El 26 de febrero de 1976, tenía yo tres años, es el primer día con fecha exacta del que tengo recuerdo. Es una foto. Estoy con mi abuelo Manolo en la terraza de nuestra casa de Tenerife y hay una tormenta en el cielo. Un fenómeno rarísimo en Santa Cruz. Pero no recuerdo aquel día por la tormenta, si no por un suceso mucho más relevante: mi madre estaba a punto de dar a luz. Al día siguiente, el 27, nació mi hermana Beatriz. De ese día tengo dos fotos: con mi padre y mi hermana Dácil de la mano por la rambla camino de la clínica y de mi madre tumbada de lado en una cama del hospital. No me queda, en cambio, ninguna del nuevo integrante de la familia. No importa. Bastante tiempo he tenido después para conocer y tratar a mi hermana. Yo era un niño gordo hasta aquel día y desde entonces empecé a cambiar y me convertí en lo que soy ahora: un piltrafilla. Muchas veces he oído el mismo diagnóstico para semejante cambio de metabolismo: celos. Sin embargo no recuerdo en absoluto haberlos sentido, y creo que es de esas cosas que no se olvidan. Tuvimos, eso sí, altibajos en nuestra relación: pasé de superprotegerla a martirizarla. Hasta que ella aprendió a defenderse con una dosis, pequeña pero cierta, de mala leche, de la que me temo soy culpable.

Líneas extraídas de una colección
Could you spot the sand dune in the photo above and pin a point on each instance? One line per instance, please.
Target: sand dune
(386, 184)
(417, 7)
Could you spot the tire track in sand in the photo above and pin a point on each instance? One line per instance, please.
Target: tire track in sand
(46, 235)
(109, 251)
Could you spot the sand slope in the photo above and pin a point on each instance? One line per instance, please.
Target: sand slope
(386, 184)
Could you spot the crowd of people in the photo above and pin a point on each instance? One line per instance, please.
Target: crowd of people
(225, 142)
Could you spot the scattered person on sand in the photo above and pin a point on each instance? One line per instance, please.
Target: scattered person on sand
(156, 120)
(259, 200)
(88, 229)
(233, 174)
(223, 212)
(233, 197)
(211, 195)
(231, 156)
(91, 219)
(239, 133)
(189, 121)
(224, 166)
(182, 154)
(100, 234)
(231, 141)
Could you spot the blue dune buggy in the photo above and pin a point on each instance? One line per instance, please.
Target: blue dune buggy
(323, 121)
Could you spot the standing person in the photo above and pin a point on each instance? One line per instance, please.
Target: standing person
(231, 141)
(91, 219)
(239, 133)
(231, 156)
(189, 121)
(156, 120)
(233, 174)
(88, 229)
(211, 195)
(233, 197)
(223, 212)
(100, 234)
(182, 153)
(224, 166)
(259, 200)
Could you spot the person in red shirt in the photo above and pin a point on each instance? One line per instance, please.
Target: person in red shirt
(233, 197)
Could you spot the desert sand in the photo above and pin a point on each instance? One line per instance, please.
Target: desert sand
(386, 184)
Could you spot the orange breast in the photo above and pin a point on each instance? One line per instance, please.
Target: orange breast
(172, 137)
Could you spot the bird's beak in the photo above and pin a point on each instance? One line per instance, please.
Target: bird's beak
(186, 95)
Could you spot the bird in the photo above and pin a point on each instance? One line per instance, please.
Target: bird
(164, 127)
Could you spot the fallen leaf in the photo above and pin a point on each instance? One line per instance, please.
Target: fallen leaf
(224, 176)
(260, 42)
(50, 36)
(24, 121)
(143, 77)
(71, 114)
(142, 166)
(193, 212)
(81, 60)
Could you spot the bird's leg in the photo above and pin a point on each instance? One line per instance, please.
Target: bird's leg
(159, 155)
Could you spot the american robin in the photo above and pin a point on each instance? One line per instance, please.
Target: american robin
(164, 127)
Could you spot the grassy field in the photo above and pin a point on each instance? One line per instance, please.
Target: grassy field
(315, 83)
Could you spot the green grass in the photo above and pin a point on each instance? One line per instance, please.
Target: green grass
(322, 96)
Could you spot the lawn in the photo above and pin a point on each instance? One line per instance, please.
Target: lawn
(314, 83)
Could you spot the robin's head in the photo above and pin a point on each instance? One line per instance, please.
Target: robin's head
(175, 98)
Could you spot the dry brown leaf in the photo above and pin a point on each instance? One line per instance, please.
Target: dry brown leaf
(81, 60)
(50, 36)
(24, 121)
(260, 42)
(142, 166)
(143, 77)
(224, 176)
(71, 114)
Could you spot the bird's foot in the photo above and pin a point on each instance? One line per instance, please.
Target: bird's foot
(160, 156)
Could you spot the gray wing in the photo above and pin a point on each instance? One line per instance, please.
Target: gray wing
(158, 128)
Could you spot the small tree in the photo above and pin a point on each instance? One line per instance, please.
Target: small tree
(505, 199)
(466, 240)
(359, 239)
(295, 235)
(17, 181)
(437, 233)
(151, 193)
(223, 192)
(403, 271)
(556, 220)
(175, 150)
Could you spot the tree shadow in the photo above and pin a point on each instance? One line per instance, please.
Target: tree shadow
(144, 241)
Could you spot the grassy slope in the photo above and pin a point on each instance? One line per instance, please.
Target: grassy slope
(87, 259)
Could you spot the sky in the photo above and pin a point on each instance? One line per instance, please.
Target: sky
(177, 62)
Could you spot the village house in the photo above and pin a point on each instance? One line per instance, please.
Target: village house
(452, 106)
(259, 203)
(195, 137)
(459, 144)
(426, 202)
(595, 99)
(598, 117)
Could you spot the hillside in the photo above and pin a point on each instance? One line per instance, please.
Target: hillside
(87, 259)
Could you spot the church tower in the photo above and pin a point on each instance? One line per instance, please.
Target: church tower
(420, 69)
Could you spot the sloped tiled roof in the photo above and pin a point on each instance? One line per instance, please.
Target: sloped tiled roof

--

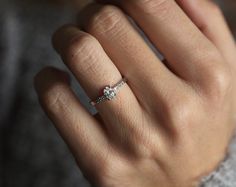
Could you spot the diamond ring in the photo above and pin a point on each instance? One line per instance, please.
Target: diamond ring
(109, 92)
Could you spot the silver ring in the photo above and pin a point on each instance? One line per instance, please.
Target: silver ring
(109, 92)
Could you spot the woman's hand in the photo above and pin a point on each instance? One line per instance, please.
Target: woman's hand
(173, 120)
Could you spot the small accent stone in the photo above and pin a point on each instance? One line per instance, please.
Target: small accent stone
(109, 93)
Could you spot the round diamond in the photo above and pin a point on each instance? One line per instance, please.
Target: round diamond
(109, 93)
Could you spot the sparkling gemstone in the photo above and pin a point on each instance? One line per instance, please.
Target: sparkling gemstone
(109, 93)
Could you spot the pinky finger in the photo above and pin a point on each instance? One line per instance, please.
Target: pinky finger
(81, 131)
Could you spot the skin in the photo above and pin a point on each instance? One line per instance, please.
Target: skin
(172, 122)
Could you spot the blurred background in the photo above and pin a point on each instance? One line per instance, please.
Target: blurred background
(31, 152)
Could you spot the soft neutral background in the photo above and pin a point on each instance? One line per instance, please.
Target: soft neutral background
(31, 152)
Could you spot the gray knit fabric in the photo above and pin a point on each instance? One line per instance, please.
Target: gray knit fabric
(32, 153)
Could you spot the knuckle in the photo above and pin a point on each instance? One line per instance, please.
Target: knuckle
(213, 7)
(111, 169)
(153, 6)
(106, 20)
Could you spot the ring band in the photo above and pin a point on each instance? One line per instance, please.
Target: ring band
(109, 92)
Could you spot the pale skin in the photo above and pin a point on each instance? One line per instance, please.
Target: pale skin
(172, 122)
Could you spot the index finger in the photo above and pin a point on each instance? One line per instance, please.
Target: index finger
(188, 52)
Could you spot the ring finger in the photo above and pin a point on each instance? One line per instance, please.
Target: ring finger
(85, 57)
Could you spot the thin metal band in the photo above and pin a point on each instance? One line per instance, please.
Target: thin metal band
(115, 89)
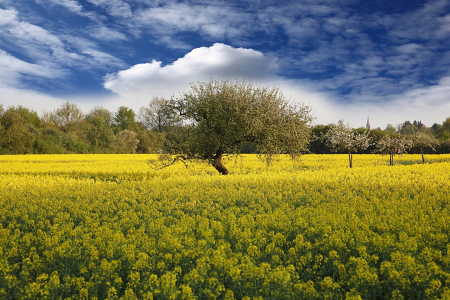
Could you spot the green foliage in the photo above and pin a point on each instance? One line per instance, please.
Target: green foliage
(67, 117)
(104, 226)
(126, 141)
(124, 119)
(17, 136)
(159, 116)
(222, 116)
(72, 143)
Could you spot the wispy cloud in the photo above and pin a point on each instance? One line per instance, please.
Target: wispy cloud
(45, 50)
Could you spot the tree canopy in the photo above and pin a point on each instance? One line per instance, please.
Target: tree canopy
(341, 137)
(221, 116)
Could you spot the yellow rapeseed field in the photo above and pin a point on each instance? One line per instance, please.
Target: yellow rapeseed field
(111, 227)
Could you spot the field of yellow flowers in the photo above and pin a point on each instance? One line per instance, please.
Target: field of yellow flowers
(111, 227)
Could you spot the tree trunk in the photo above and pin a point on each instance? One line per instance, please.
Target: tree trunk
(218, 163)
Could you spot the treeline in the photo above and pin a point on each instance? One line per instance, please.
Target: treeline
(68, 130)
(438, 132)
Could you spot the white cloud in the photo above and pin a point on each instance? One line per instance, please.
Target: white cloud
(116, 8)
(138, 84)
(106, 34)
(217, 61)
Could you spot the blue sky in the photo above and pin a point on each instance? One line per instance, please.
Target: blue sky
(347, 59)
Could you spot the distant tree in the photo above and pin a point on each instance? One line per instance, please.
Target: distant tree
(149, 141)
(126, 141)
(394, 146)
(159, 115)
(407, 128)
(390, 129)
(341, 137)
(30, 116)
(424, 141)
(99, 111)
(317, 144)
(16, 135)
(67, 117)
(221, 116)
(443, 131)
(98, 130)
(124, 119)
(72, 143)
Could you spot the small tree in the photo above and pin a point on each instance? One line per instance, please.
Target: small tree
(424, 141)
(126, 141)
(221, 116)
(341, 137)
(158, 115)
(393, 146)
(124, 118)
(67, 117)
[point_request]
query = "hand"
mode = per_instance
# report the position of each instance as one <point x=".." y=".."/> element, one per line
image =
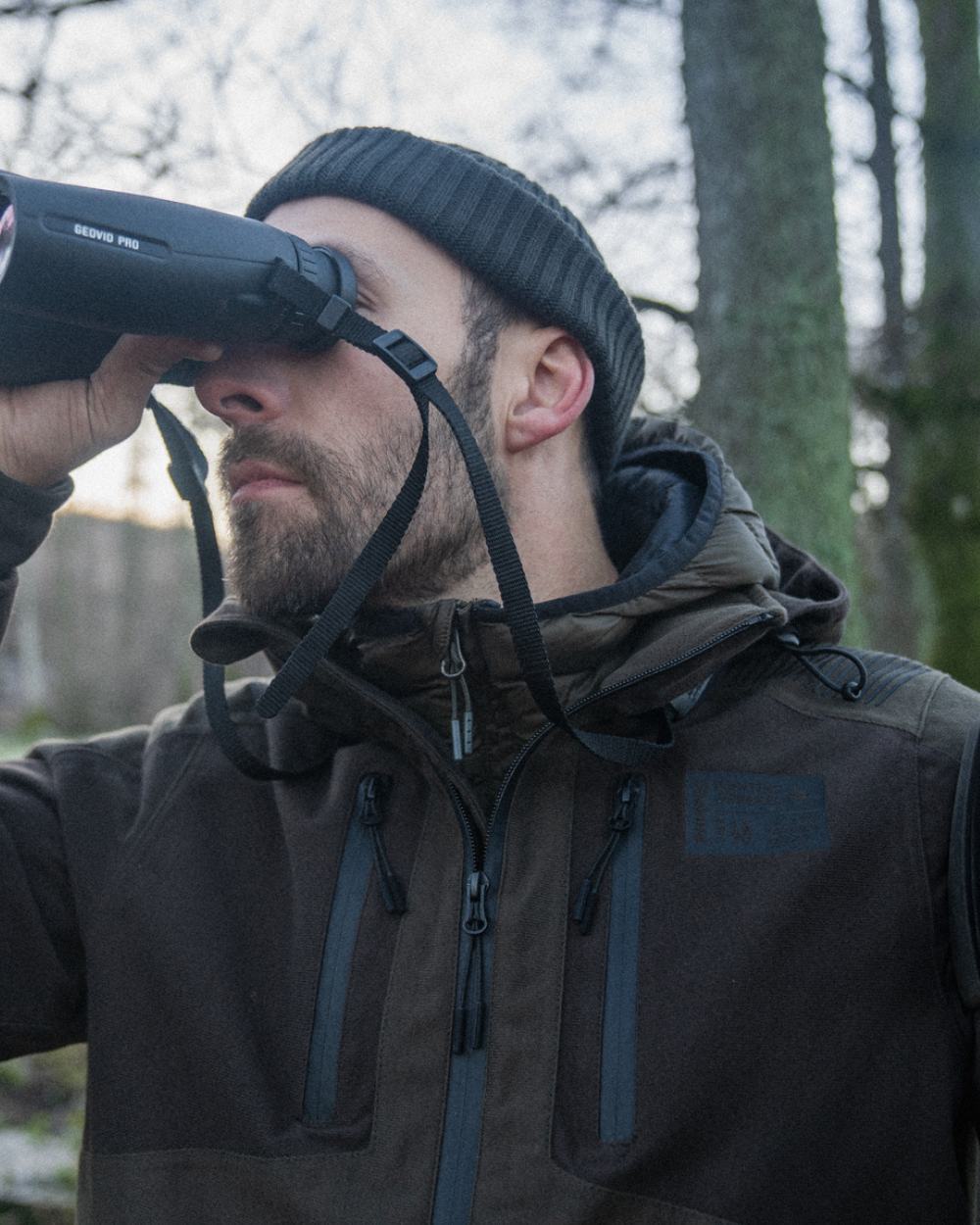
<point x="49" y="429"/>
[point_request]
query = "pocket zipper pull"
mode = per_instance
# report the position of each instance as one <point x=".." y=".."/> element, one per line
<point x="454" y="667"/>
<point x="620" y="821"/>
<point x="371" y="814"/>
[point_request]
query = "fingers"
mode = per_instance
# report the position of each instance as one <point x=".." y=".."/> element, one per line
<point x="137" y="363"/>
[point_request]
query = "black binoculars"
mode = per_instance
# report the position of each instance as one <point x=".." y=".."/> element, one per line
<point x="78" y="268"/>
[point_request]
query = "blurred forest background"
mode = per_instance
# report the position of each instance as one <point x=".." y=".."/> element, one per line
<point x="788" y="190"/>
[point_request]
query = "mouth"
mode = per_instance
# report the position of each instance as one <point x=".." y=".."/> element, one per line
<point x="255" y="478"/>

...

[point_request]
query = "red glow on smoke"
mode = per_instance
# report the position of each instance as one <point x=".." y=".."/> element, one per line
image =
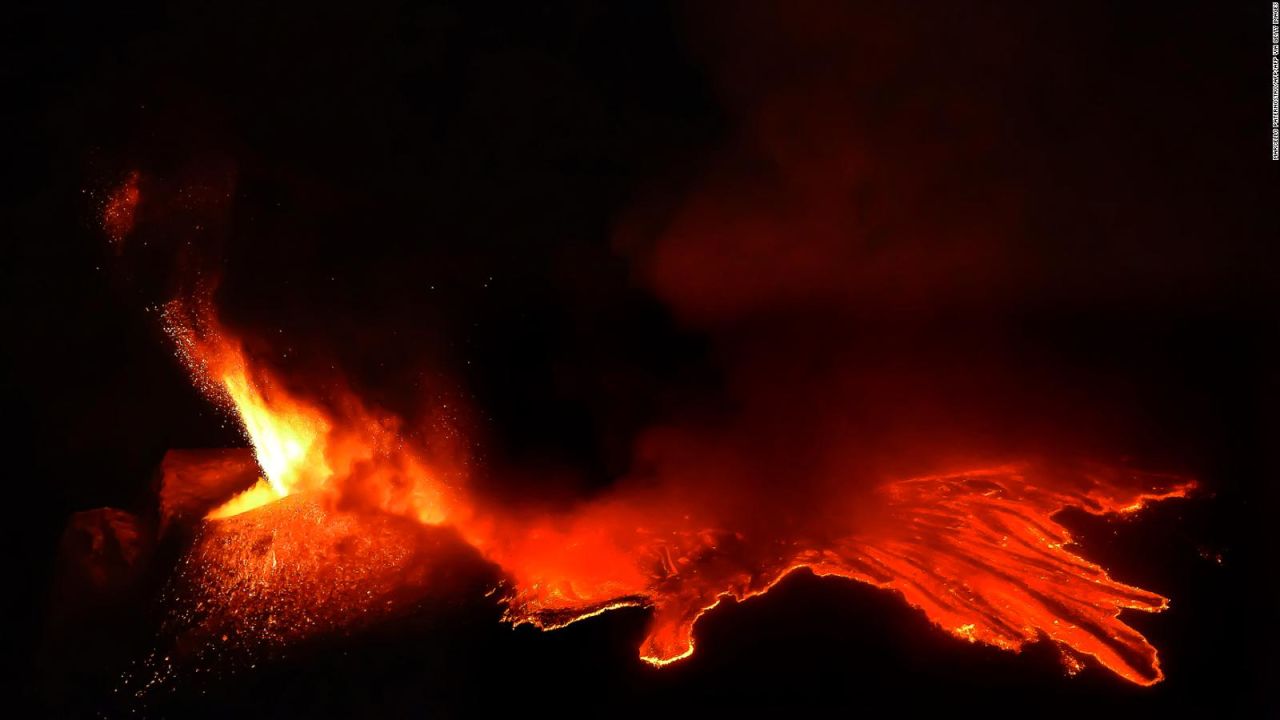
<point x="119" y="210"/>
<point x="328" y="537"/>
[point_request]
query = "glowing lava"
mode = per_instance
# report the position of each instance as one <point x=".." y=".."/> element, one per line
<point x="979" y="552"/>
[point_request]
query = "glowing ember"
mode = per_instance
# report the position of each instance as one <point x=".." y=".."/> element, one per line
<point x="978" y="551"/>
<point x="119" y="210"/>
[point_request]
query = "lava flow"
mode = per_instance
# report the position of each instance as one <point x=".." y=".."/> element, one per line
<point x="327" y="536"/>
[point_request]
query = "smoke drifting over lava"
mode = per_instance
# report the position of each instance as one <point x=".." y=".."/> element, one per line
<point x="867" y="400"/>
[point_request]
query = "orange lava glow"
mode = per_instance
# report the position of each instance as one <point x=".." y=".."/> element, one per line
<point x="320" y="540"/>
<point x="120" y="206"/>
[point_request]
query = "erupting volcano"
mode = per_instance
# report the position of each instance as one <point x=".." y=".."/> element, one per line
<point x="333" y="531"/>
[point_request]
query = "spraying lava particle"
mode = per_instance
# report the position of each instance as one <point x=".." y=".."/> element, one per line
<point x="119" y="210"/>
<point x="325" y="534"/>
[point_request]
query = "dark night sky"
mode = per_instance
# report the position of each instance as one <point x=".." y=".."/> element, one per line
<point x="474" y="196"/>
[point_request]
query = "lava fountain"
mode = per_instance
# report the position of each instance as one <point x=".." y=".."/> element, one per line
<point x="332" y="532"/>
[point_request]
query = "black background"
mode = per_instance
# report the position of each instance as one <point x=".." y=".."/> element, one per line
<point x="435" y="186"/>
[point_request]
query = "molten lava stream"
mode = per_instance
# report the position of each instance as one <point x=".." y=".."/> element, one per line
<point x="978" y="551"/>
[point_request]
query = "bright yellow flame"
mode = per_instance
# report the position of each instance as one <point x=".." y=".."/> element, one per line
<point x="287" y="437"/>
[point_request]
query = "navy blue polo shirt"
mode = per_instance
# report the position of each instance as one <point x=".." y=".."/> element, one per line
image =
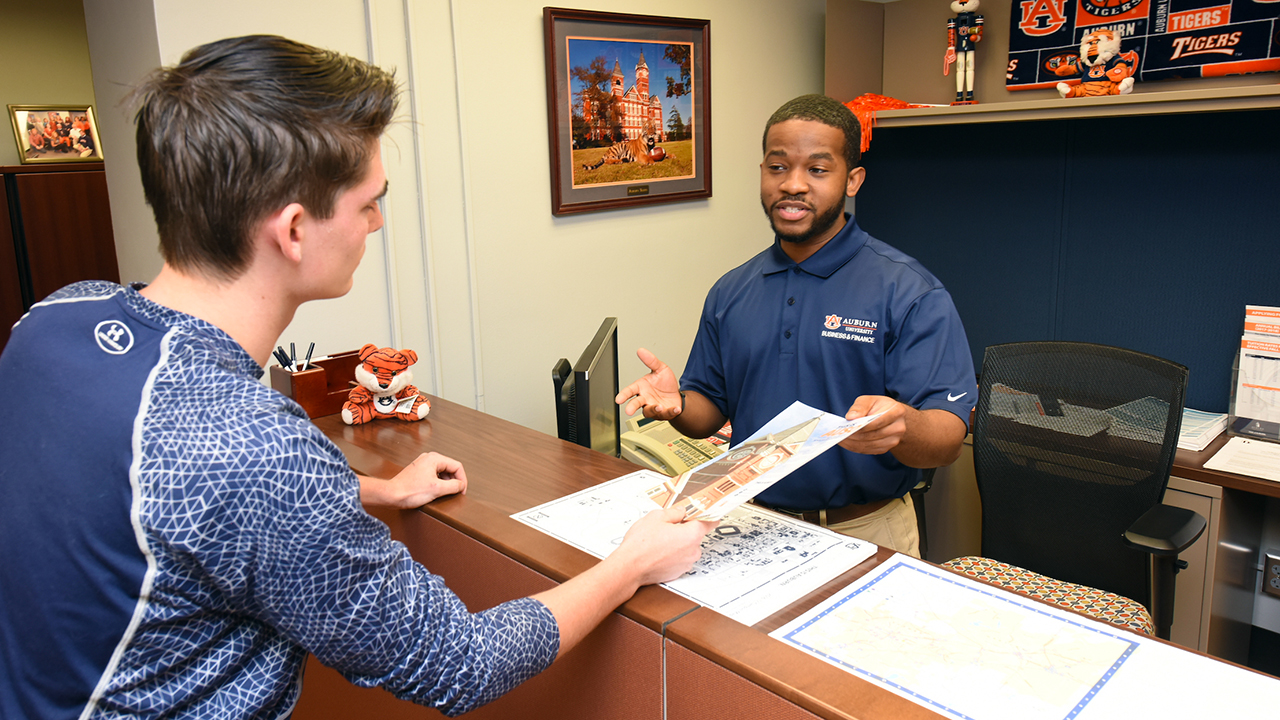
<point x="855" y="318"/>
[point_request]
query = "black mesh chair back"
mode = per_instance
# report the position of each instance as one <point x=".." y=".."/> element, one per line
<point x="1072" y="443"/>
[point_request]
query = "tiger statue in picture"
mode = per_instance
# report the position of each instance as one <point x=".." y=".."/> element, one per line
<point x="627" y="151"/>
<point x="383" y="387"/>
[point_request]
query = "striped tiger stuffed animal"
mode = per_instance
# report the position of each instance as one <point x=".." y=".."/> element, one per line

[CON LA INFORMACIÓN]
1 > Responde a estas preguntas sobre el relato del nacimiento de Beatriz:
(a) ¿Dónde estaba el narrador con su abuelo Manolo el 26 de febrero de 1976?
(b) ¿En qué fecha nació Beatriz?
(c) ¿Qué diagnóstico se ha oído muchas veces para explicar el cambio de metabolismo del narrador?
2 > Retoma el relato del nacimiento de Beatriz y continúalo a partir de su última oración.

[RESPUESTAS ESPERADAS]
1 >
(a) En la terraza de su casa de Tenerife.
(b) El 27 de febrero de 1976.
(c) Celos.

2 >
Luego me fui de Tenerife y empecé a verla con menos frecuencia. Así que notaba con más intensidad como cambiaba. Para empezar dejó de ser la gorda. De hecho pasó a estar bastante delgada. Mis amigos empezaron a decirme -y me dicen- que qué hermana más guapa tenía. Pero eso no era lo más sorprendente. Lo curioso es que aquella pequeñaja zurda a la que tratraba con paternalismo filial era en realidad un tía muy inteligente y lo que es más importante, muy ingeniosa. Descubrir que me reía con ella tanto como con Dácil, que ya es decir, fue un hallazgo. Y más aún darme cuenta de que había heredado de mi madre lo único que yo no heredé, la capacidad de escuchar, y que podía convertirla en confidente de mis delirios.
33 años después de aquella tormenta y después de cuatro de convivencia en 40 metros cuadrados que concluyeron con la reforma de mi casa, tengo que decir que además de una hermana tengo en ella a una amiga inmejorable. Quizá a la primera persona a la que le contaría un problema gravísimo. Porque es la que más se parece a mí: nos gusta la misma música de petardeo, las mismas películas e incluso la afición perversa por el karaoke. Incluso cuando he ligado con alguna amiga de Bea creo que el mérito ha sido suyo: porque al conocerme me han atribuido inmediatamente las mismas cualidades de bondad, inteligencia, ingenio y sentido del humor que veían en ella. Y eso significaba sumar muchos puntos de golpe.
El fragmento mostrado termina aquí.